**A listing:**
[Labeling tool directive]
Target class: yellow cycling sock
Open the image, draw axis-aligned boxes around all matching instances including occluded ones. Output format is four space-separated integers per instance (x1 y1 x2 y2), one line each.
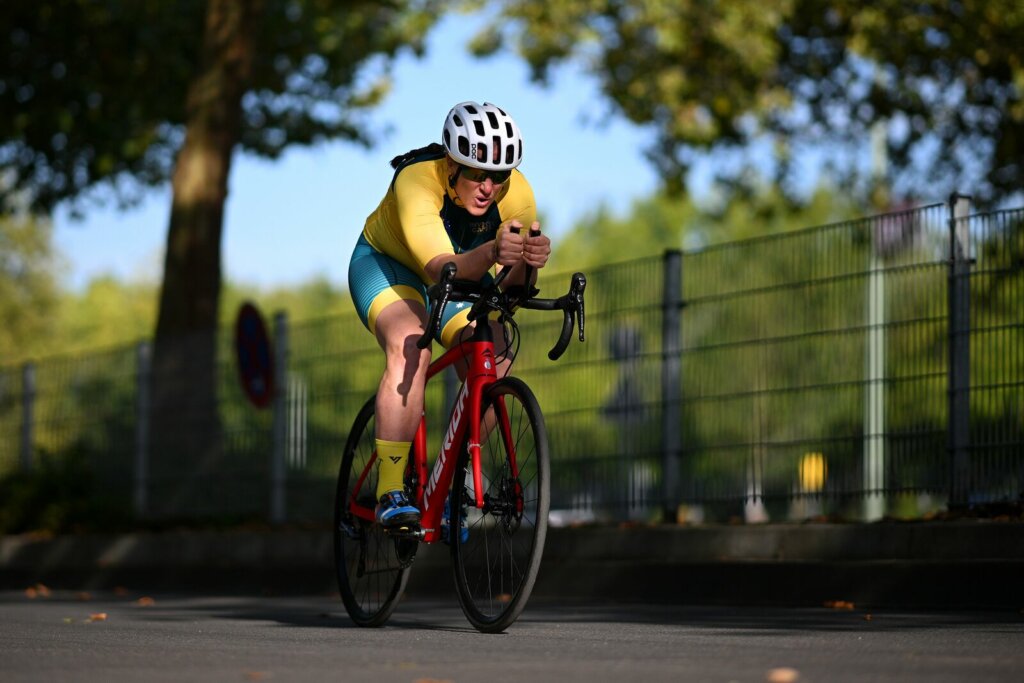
377 438 412 500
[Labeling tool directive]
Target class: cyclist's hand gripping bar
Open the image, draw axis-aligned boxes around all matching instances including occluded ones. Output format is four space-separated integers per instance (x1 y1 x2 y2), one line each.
416 261 455 348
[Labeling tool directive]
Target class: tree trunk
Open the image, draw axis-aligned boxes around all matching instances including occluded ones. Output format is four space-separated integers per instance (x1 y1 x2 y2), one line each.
151 0 258 516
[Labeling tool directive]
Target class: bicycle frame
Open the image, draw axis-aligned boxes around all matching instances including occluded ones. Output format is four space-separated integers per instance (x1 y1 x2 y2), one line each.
350 319 519 543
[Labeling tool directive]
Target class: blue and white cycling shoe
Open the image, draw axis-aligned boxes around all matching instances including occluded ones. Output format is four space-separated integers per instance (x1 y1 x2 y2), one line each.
377 490 420 528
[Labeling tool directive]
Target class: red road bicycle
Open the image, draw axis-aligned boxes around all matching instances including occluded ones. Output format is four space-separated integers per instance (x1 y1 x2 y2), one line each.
334 258 587 633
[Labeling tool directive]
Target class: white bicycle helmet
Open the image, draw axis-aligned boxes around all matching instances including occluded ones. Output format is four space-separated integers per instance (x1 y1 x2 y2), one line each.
441 101 522 171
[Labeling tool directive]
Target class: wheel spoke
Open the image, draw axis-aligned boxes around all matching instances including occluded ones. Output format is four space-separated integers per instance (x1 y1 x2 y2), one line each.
453 378 548 631
334 398 415 626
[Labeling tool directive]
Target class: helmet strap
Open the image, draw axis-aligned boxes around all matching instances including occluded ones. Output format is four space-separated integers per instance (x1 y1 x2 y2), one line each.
449 164 462 189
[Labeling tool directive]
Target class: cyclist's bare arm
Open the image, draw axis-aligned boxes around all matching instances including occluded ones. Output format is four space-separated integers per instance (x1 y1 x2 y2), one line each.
424 219 551 285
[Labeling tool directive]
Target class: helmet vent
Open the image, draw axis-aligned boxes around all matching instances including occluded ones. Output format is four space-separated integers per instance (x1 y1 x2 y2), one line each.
441 101 522 171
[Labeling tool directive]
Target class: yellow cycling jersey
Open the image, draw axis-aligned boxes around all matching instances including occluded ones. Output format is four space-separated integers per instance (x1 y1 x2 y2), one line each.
362 154 537 284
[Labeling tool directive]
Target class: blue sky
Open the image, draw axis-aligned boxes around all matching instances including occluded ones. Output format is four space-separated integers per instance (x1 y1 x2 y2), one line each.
54 15 658 290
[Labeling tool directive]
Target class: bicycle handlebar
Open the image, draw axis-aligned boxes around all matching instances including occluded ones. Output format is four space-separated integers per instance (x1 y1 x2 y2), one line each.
416 262 587 360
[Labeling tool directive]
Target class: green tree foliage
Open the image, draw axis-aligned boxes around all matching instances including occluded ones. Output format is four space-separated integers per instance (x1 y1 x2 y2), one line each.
0 0 437 212
551 185 856 270
0 0 439 479
58 275 157 353
472 0 1024 201
0 214 59 362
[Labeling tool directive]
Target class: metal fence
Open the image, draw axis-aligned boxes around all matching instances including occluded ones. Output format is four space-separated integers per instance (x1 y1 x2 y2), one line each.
0 196 1024 523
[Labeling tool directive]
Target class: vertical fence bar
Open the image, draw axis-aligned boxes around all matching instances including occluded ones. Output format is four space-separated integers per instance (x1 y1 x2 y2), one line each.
947 193 971 508
270 311 288 524
132 342 153 518
861 242 886 521
662 250 683 523
20 362 36 474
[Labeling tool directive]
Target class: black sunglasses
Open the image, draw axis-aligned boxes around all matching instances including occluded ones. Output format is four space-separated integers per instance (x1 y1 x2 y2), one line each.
459 164 512 185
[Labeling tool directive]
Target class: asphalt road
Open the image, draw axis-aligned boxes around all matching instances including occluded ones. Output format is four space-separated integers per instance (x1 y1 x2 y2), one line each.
0 591 1024 683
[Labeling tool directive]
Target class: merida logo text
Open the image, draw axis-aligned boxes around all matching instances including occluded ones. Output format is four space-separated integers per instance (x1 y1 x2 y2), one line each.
423 383 469 510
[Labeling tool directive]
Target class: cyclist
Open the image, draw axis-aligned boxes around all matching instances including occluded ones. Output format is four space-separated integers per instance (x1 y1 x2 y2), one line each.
348 101 551 527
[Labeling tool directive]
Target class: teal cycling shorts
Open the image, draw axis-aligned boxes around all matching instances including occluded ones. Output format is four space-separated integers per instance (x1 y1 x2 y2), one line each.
348 234 469 345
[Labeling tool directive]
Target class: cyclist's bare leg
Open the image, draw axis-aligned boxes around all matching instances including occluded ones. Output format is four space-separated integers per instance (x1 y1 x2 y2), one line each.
376 299 430 441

**Objective:**
Copy out every line of the listing above that contains the word "cyclist".

**Result of the task:**
Target class: cyclist's hand gripping bar
Target class: cyclist's bare arm
Target class: cyclist
Target class: cyclist's bare leg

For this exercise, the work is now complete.